**WHAT IS NEEDED:**
Could you copy out, verbatim, the stretch of lines from the one containing "the snow ramp." through the one containing "99 123 167 169"?

※ ※ ※

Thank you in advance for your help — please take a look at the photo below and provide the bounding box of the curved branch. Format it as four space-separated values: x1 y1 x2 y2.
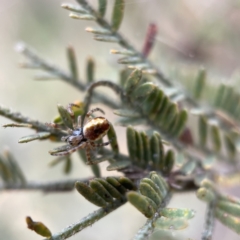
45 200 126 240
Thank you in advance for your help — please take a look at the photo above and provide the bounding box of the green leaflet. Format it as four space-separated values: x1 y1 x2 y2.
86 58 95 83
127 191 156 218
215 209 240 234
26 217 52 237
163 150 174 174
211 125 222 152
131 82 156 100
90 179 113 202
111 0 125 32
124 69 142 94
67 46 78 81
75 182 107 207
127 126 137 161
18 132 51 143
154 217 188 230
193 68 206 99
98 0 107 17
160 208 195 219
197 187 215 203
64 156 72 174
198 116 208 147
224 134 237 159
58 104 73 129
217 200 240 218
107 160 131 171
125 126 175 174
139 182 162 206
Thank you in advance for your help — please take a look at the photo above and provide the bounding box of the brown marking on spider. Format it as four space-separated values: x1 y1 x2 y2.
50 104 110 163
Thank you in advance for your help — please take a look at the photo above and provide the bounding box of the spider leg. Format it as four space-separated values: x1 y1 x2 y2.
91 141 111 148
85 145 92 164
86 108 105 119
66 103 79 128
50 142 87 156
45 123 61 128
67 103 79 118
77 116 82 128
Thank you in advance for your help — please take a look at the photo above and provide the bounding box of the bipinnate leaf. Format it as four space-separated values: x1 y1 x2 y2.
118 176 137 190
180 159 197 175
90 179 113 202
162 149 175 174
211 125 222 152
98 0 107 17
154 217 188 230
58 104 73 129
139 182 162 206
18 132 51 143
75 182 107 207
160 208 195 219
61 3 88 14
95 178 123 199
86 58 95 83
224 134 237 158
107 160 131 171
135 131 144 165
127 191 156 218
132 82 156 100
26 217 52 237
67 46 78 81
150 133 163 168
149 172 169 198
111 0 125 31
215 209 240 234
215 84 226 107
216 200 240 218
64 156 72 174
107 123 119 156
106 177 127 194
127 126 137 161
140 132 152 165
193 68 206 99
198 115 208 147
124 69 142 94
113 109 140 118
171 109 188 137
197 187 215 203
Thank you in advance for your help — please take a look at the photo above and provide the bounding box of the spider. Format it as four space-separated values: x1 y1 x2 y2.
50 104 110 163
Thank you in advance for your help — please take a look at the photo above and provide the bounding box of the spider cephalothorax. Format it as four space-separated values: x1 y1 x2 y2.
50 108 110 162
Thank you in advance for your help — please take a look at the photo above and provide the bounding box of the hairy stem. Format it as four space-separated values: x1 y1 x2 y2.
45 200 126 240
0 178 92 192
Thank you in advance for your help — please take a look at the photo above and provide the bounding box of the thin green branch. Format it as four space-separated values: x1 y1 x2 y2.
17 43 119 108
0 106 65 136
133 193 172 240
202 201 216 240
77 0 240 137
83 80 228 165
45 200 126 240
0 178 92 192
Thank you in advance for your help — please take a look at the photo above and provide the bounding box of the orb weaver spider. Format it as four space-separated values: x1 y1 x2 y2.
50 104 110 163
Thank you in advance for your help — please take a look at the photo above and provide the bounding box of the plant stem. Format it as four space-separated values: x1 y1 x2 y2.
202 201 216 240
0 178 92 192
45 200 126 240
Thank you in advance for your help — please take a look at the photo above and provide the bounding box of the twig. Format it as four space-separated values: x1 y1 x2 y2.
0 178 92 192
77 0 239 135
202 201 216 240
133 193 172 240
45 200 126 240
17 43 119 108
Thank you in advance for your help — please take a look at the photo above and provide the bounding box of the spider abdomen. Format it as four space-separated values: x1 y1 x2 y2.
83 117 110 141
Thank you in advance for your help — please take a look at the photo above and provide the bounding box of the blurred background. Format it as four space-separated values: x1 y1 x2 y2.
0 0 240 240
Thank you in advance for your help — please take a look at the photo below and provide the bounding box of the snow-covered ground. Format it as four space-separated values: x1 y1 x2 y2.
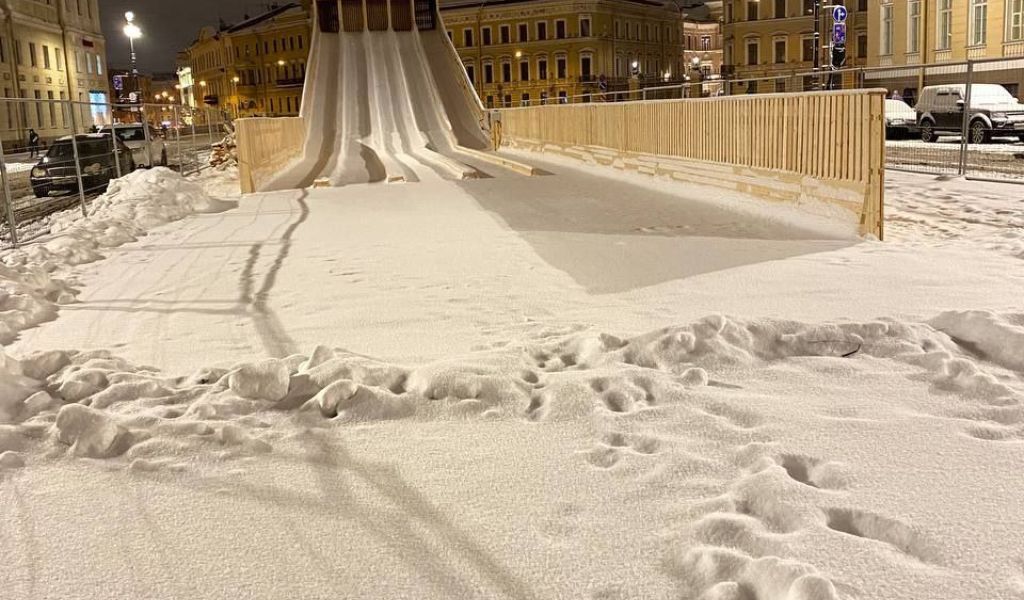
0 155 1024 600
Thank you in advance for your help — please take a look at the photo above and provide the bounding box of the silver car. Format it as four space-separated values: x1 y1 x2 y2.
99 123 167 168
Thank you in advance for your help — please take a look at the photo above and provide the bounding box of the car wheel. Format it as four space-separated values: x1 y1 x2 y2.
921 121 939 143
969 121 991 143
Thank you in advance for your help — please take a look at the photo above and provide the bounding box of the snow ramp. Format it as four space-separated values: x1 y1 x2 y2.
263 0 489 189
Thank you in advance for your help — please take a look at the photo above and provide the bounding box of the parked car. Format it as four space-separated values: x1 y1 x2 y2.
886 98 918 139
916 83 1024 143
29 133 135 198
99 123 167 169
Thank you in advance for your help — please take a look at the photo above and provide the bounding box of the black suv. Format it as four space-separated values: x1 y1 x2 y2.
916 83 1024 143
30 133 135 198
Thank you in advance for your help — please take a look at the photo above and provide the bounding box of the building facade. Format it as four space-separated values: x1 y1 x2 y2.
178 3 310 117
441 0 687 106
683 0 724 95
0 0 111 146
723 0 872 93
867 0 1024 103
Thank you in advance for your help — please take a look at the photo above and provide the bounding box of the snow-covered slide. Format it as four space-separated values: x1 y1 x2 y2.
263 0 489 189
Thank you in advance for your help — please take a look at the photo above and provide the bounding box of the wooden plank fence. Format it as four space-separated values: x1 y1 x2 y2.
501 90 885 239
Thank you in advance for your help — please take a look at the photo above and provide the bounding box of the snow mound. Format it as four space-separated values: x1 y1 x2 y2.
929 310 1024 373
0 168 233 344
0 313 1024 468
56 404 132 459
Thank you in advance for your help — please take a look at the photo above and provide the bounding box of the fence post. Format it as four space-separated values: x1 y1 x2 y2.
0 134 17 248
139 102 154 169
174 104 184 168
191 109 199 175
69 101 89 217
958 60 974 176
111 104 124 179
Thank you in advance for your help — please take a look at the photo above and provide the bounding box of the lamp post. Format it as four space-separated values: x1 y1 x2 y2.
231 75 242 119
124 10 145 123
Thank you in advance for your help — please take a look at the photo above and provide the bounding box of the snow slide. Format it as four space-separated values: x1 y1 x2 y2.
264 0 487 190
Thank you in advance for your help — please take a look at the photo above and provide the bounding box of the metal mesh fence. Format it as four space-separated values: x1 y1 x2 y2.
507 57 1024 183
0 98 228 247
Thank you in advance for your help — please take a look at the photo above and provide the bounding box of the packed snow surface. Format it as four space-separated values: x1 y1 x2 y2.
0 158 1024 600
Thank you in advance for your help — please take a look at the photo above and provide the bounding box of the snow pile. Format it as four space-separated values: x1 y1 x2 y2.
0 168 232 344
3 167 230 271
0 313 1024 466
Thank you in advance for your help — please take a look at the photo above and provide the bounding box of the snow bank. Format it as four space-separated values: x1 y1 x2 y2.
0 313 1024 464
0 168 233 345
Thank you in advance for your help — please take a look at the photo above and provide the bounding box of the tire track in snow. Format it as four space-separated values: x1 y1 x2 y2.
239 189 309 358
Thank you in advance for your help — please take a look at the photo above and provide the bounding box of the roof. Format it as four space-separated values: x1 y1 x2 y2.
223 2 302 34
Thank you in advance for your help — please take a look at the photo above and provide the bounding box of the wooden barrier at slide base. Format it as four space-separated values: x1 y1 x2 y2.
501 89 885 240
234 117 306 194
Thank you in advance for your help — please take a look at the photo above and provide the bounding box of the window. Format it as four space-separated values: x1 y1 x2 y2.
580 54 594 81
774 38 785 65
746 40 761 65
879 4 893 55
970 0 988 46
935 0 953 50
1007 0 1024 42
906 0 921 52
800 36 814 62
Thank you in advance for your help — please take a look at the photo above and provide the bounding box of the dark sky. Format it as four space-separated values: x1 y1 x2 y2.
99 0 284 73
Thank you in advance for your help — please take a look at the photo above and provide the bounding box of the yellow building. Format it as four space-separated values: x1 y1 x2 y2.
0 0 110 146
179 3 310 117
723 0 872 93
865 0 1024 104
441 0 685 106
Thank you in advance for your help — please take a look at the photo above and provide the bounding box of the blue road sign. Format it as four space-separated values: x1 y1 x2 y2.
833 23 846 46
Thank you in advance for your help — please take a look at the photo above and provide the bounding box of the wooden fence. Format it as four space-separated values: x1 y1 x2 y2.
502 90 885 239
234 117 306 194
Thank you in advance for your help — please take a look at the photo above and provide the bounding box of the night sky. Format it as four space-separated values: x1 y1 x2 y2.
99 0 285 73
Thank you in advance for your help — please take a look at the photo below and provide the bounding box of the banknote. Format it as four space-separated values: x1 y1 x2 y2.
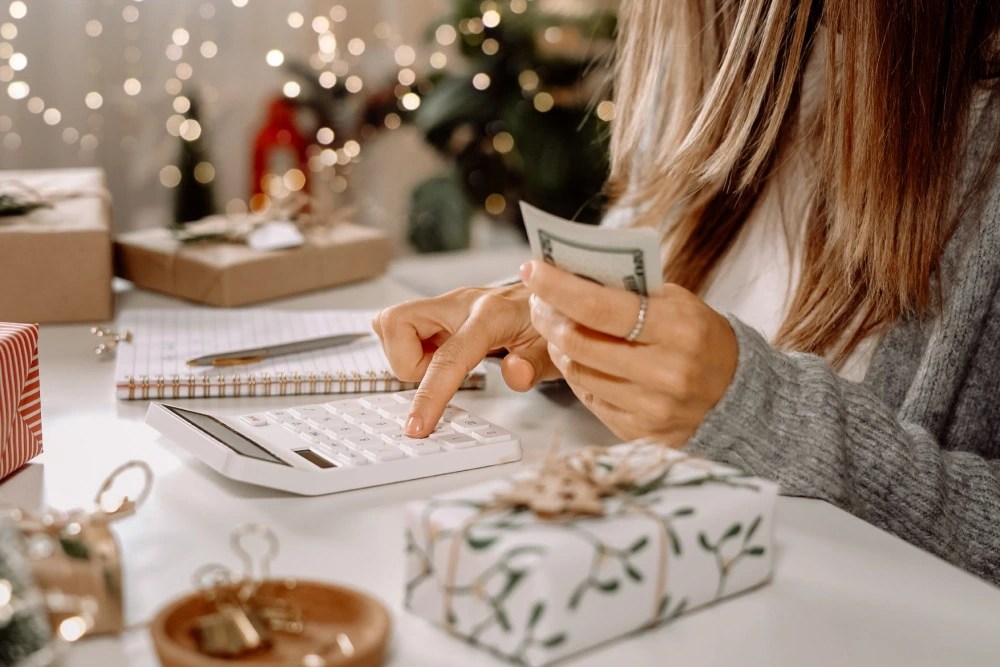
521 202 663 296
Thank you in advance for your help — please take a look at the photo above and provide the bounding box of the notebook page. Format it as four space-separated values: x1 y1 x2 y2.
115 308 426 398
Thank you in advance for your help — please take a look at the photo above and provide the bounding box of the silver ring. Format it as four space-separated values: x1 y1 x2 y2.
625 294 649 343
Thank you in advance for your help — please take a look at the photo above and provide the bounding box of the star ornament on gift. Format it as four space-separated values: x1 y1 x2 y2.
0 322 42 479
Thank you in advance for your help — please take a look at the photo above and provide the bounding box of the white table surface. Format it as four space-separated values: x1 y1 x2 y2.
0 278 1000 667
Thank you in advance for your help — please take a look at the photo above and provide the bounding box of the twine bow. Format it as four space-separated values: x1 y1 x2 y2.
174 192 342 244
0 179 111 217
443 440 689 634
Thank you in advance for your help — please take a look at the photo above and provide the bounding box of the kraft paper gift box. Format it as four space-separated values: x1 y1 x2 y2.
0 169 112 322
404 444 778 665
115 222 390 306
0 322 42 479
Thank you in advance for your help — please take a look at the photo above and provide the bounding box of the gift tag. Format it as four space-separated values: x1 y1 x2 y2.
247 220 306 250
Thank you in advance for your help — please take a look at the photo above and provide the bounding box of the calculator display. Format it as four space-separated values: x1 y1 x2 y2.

※ ※ ※

**TASK RESULT:**
Thank you in advance for your help — please take a look at the photo above and provide the bounding box of the snow ramp. Format it as four space-separated values: x1 y1 x2 y2.
263 0 489 189
Thank you in advance for your help — please take a look at the photo above and provide the bounding box of the parked car. Format it as four space-separated values: x1 y1 x2 y2.
886 98 918 139
916 83 1024 143
29 133 135 198
99 123 167 169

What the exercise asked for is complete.